- [Exercise goal] State how many lines in the items below contain the word "bollard". Reply with the number alone.

- [Information shown]
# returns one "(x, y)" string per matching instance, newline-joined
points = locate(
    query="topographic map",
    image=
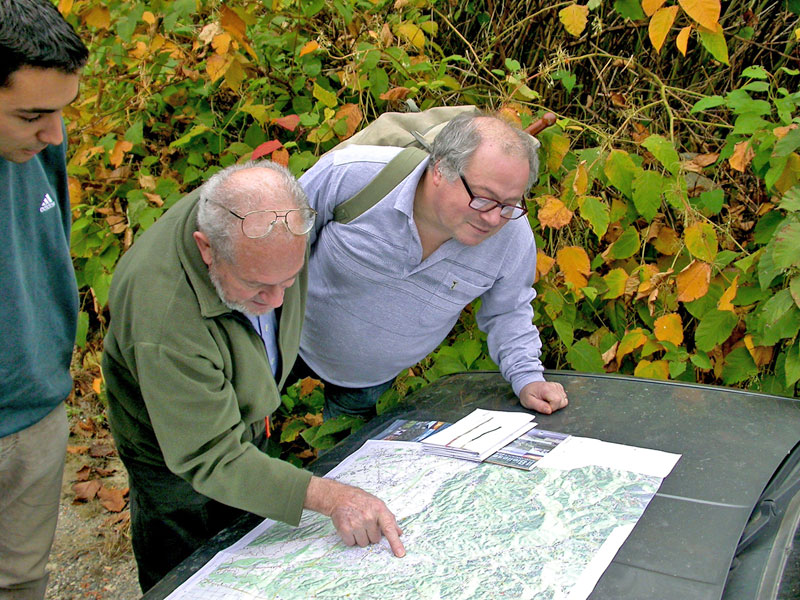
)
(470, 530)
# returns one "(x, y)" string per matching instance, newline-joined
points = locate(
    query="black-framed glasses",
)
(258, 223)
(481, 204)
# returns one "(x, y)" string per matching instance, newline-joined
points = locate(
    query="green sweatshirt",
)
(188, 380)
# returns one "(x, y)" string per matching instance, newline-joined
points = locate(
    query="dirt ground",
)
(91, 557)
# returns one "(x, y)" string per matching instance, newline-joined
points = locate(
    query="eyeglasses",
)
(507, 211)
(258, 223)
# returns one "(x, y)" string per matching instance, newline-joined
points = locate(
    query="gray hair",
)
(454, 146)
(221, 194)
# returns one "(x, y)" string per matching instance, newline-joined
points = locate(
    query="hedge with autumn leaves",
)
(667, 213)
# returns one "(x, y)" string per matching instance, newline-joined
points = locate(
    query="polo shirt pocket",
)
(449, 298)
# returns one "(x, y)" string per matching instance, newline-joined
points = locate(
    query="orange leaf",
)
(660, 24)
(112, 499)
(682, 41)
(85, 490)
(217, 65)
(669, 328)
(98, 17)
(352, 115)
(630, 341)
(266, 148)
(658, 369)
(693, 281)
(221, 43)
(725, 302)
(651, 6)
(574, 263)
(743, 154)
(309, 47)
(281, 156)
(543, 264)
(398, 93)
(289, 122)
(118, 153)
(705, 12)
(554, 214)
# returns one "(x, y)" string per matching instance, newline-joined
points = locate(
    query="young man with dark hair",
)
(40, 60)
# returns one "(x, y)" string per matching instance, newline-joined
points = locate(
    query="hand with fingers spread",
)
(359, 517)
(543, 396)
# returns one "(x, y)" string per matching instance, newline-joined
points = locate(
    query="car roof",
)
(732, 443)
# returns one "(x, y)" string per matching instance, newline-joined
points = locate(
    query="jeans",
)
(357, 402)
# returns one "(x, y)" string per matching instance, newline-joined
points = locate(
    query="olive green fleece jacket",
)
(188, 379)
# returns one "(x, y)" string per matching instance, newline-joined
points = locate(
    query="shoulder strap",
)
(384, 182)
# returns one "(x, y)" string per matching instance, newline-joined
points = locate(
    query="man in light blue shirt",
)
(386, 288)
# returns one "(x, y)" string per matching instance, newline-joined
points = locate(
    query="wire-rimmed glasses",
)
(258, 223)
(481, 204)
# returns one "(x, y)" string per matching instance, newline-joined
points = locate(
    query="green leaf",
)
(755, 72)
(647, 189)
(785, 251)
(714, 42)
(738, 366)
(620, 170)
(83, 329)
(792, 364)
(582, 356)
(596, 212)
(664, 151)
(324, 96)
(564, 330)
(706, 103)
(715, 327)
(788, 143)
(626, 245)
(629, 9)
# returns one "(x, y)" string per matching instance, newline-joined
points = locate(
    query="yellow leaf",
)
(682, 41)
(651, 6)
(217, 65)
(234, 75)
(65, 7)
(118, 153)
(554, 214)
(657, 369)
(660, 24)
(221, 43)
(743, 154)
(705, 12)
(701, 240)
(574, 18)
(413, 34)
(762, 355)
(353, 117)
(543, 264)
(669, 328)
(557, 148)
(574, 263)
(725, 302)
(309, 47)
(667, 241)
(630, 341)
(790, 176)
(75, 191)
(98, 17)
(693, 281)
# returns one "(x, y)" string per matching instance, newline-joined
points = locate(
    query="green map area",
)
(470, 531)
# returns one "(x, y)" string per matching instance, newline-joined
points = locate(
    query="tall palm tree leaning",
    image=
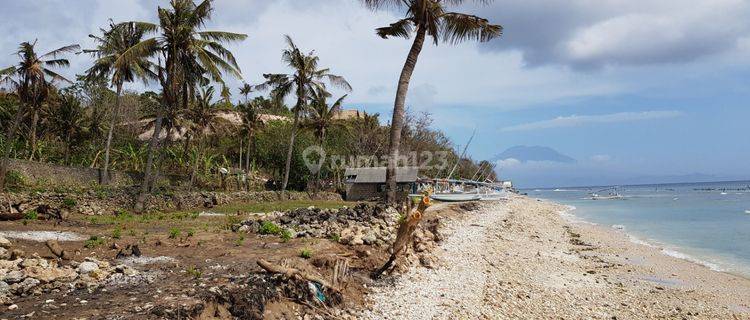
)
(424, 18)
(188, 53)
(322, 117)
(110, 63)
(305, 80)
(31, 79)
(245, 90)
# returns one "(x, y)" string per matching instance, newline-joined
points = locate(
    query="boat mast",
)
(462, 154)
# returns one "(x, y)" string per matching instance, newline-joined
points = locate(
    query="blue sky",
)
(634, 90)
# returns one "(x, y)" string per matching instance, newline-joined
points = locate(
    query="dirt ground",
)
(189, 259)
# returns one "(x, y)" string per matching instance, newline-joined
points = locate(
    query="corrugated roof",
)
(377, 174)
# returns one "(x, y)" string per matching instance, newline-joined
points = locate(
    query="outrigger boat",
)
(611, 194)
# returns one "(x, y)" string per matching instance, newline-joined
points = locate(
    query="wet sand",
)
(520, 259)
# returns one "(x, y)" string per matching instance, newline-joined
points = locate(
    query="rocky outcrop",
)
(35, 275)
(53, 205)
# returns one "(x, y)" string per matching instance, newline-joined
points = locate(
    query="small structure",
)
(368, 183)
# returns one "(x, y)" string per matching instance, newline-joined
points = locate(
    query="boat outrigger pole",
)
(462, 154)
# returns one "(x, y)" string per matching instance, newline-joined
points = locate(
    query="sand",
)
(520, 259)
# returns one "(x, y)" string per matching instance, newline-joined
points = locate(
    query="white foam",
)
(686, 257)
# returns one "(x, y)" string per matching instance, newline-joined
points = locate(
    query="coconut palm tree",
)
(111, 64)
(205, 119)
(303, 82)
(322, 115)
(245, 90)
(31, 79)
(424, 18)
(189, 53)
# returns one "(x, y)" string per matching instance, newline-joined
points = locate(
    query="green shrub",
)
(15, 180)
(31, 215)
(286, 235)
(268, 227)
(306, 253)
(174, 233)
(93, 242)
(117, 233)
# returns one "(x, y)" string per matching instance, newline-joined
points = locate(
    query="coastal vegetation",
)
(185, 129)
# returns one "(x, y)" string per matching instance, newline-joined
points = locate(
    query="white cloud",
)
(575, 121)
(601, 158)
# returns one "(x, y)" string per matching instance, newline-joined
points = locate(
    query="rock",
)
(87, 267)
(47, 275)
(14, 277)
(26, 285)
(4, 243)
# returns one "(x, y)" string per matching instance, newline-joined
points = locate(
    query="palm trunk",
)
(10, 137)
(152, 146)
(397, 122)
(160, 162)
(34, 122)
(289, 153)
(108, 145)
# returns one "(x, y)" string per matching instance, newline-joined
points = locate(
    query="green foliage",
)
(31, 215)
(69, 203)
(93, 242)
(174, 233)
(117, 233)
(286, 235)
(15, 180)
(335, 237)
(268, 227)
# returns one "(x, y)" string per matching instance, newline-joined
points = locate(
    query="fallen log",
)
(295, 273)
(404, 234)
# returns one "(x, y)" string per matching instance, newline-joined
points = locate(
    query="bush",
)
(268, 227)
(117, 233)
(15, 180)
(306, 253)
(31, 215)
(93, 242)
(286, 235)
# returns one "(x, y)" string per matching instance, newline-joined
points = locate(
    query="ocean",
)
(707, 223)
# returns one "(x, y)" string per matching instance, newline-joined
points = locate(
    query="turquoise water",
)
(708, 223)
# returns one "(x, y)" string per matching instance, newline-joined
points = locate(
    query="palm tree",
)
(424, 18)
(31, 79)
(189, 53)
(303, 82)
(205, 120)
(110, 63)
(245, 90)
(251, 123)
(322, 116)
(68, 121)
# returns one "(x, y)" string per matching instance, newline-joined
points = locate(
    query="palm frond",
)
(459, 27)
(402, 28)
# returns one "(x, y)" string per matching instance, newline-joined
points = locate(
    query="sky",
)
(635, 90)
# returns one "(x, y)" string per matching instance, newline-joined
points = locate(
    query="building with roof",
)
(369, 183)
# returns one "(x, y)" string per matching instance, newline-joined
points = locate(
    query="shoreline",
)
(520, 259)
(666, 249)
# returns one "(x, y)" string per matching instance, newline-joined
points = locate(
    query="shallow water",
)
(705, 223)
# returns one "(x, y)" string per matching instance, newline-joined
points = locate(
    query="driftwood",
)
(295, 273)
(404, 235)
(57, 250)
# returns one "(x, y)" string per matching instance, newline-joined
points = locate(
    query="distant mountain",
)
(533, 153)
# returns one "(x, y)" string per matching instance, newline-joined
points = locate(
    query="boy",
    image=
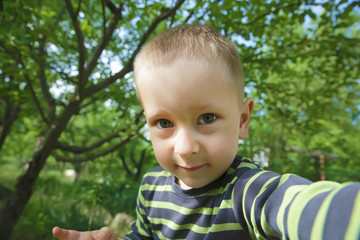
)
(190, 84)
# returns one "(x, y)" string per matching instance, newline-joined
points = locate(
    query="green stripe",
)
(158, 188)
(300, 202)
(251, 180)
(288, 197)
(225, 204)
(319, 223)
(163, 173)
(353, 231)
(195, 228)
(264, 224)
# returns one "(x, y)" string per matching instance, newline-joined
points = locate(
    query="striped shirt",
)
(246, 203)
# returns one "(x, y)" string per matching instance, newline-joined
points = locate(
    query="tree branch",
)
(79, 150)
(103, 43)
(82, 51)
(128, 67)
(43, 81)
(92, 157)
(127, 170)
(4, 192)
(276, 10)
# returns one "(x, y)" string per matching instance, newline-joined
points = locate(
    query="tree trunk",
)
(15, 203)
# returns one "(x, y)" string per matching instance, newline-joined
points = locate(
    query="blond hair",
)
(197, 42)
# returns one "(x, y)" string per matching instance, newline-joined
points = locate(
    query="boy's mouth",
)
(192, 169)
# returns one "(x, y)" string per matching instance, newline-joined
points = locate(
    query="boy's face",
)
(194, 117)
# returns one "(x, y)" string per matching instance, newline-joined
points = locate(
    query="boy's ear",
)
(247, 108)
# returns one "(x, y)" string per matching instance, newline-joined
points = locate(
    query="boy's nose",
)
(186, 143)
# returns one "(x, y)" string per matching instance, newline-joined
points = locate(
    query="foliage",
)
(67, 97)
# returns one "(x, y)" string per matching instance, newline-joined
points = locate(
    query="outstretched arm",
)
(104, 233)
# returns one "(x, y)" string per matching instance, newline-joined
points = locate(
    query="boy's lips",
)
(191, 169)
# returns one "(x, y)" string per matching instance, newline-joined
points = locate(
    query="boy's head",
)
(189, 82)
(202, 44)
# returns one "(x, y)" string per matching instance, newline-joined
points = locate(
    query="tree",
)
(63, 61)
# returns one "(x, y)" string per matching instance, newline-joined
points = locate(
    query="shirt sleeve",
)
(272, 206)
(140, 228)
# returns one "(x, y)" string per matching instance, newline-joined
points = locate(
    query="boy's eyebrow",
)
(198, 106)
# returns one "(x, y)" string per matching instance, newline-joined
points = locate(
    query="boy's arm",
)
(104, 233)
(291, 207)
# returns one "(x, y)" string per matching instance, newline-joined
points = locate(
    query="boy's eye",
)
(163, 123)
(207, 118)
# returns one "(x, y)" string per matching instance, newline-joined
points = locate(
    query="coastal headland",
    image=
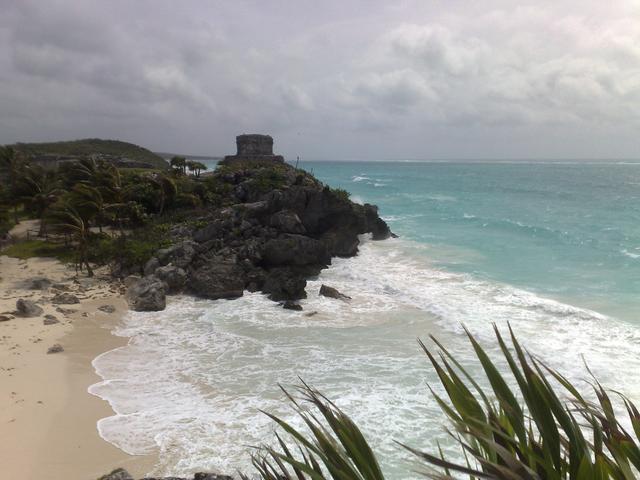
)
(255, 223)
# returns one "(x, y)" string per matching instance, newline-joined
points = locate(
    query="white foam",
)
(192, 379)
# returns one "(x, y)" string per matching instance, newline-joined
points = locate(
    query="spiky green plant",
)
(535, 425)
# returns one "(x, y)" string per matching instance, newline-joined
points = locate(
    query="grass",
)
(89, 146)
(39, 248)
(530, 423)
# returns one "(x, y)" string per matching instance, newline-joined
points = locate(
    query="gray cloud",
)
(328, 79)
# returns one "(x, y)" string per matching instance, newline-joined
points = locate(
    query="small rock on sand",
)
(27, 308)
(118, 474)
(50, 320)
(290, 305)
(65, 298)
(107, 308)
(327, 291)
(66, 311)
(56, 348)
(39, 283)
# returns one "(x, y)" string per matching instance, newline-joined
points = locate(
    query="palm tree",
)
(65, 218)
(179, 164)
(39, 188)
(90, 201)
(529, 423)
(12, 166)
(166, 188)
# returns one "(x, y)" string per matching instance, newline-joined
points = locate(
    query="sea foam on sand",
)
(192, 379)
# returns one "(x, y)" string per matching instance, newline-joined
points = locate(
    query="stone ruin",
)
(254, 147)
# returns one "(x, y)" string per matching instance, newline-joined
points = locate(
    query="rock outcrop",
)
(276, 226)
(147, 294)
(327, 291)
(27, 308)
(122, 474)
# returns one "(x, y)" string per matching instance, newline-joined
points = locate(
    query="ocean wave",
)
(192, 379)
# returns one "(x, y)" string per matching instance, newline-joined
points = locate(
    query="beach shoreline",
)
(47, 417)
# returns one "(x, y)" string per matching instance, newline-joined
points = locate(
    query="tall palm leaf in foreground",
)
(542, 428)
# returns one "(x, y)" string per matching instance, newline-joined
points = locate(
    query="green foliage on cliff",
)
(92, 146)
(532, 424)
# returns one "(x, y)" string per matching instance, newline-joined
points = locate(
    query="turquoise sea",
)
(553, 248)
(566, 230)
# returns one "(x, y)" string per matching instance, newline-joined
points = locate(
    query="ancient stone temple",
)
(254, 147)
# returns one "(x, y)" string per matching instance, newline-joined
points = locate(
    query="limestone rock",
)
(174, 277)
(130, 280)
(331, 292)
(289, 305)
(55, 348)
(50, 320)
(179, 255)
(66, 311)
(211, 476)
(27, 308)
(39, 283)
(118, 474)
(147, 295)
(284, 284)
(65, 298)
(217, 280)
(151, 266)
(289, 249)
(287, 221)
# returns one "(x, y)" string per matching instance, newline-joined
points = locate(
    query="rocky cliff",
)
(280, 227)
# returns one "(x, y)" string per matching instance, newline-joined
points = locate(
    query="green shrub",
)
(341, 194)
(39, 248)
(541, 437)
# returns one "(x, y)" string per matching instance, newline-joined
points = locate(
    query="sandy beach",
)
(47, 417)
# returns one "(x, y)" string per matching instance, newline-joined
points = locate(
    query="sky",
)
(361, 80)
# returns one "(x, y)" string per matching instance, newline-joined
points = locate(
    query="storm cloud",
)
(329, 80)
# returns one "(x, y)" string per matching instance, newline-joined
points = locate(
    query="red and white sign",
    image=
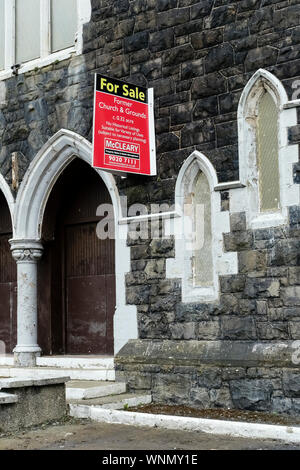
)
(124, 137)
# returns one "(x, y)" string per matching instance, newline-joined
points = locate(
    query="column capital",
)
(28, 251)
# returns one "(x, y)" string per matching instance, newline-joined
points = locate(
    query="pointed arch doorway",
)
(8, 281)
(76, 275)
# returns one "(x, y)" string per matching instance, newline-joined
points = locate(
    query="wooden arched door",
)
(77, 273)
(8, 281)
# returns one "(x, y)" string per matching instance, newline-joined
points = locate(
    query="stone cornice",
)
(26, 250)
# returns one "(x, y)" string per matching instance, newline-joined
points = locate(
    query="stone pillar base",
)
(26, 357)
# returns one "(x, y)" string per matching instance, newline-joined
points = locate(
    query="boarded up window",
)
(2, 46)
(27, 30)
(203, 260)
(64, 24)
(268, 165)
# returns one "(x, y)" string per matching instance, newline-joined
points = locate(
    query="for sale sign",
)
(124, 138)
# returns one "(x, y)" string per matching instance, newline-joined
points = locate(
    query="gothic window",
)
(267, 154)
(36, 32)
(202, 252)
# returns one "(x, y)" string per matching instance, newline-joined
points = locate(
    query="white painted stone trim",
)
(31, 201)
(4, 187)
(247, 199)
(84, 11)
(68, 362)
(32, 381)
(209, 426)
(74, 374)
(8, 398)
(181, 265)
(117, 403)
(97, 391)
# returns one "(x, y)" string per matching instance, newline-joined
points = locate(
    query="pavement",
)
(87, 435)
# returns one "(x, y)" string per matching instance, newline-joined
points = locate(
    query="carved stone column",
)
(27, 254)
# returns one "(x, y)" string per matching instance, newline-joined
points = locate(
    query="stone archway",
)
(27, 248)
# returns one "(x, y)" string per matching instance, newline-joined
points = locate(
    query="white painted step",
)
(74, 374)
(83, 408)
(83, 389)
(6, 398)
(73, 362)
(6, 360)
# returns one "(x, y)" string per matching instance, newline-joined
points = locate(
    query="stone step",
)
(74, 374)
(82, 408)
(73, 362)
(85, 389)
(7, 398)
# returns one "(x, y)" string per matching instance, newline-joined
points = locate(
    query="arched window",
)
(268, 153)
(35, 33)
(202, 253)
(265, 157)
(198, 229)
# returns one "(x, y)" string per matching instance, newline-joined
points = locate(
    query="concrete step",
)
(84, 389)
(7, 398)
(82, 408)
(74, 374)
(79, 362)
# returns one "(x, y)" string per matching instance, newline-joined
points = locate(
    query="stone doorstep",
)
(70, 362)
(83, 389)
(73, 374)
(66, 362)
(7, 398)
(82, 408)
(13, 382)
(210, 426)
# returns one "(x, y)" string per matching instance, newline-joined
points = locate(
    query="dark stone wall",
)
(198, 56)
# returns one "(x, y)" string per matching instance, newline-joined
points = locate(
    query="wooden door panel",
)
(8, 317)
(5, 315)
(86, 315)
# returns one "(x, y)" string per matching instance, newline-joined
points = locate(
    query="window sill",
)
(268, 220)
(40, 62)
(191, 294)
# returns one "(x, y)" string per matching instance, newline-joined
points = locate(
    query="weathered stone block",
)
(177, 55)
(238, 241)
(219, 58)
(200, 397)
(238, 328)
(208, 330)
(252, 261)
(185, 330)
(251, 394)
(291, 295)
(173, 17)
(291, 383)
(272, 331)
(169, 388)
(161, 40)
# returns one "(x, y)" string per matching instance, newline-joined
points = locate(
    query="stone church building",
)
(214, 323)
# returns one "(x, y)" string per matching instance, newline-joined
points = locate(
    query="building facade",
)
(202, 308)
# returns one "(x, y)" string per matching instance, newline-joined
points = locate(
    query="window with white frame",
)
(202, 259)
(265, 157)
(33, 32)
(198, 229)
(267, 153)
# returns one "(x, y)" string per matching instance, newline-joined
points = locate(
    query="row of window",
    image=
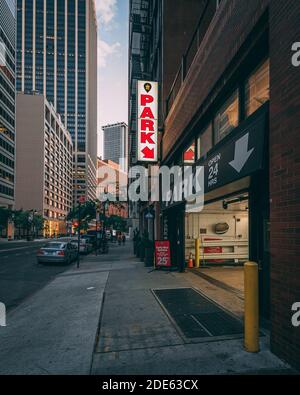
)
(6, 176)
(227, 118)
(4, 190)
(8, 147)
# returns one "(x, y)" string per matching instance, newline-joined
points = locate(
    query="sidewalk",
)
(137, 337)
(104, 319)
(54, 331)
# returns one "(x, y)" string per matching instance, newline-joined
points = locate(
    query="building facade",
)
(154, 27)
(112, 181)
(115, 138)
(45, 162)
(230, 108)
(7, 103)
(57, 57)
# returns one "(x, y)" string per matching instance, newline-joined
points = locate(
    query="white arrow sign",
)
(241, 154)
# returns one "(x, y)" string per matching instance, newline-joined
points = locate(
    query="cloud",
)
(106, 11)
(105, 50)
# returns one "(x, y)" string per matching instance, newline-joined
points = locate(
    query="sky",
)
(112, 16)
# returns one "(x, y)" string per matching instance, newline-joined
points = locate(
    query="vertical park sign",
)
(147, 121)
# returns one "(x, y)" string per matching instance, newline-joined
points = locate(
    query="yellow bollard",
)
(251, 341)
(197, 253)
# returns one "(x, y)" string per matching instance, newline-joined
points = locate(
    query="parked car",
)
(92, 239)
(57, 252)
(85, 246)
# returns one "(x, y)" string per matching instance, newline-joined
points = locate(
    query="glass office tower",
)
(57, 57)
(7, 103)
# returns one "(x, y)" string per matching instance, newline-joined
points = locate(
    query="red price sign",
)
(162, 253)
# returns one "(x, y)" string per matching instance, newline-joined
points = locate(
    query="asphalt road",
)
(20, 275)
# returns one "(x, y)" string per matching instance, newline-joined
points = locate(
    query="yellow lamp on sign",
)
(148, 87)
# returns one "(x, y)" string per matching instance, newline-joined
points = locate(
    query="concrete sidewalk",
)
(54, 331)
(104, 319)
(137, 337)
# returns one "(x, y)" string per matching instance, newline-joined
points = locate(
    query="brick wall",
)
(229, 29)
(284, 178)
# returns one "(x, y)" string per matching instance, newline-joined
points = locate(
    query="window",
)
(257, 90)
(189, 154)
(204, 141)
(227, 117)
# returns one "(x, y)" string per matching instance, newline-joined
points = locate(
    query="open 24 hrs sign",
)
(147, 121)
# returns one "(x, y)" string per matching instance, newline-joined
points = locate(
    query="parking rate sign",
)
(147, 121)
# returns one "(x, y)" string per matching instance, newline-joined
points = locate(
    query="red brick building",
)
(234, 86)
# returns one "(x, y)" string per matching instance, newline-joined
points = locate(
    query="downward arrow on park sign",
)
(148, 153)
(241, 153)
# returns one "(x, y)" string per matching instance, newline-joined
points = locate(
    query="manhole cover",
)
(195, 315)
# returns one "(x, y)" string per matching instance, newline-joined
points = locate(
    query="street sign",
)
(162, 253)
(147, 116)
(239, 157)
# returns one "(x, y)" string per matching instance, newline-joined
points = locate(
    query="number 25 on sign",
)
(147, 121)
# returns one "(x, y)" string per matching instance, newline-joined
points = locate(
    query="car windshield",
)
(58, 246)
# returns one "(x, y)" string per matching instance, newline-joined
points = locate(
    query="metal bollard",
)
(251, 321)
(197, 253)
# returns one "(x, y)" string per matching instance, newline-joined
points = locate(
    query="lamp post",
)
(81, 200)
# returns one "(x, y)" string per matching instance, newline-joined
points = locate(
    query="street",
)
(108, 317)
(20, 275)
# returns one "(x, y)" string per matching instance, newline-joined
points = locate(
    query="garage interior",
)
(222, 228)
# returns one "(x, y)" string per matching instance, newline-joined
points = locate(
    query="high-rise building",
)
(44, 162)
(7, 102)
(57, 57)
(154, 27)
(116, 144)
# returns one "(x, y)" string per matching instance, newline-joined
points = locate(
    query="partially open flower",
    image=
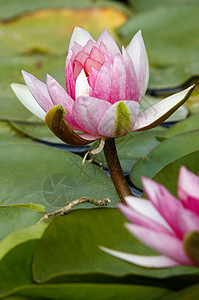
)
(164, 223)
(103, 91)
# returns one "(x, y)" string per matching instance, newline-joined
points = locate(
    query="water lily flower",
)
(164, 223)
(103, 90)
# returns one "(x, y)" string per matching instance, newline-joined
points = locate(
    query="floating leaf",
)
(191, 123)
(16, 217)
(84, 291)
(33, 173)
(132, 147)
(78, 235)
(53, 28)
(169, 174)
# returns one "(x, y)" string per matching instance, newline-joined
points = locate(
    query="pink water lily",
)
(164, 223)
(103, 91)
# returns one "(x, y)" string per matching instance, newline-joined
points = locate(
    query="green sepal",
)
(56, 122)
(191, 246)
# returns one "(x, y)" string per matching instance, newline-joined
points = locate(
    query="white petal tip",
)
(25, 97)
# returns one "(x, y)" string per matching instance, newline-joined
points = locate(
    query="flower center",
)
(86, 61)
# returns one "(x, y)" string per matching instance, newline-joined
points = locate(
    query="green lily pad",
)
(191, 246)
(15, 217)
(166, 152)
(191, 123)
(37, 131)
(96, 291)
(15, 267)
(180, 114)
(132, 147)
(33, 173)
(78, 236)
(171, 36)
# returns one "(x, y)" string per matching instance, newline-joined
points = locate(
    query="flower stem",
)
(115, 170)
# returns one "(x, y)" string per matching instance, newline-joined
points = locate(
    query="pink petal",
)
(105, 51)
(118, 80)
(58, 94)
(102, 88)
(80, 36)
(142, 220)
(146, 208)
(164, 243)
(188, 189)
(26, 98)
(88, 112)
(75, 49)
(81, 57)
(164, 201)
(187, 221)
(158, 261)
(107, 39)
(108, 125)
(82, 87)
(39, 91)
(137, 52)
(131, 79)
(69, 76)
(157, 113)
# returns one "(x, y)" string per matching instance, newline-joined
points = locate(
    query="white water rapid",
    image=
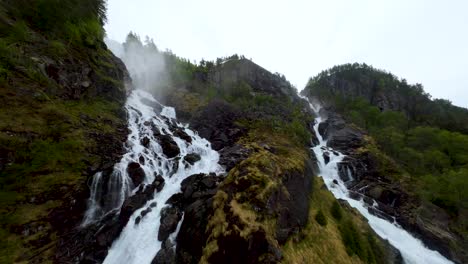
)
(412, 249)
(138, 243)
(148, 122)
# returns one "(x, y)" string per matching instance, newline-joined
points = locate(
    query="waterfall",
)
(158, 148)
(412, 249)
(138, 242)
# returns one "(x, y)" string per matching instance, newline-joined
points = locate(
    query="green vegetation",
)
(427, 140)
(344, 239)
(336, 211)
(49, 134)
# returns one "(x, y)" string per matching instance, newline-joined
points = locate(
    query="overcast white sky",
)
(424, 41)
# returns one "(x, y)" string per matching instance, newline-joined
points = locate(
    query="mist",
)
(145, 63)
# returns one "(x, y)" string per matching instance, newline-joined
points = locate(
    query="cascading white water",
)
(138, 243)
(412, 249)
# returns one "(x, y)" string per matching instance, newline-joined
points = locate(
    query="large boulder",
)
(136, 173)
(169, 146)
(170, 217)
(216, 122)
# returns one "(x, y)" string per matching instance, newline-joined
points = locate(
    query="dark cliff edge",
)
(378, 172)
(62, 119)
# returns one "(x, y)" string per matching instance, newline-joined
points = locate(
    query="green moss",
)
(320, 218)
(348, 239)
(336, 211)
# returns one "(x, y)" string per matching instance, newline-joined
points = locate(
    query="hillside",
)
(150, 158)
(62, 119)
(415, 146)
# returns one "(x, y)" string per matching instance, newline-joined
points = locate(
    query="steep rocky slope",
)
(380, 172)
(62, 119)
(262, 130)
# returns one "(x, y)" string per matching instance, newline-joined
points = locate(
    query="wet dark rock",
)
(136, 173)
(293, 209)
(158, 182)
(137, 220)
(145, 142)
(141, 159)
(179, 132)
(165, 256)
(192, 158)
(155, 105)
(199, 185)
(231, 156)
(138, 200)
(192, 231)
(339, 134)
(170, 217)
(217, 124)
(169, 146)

- [Expected output] 2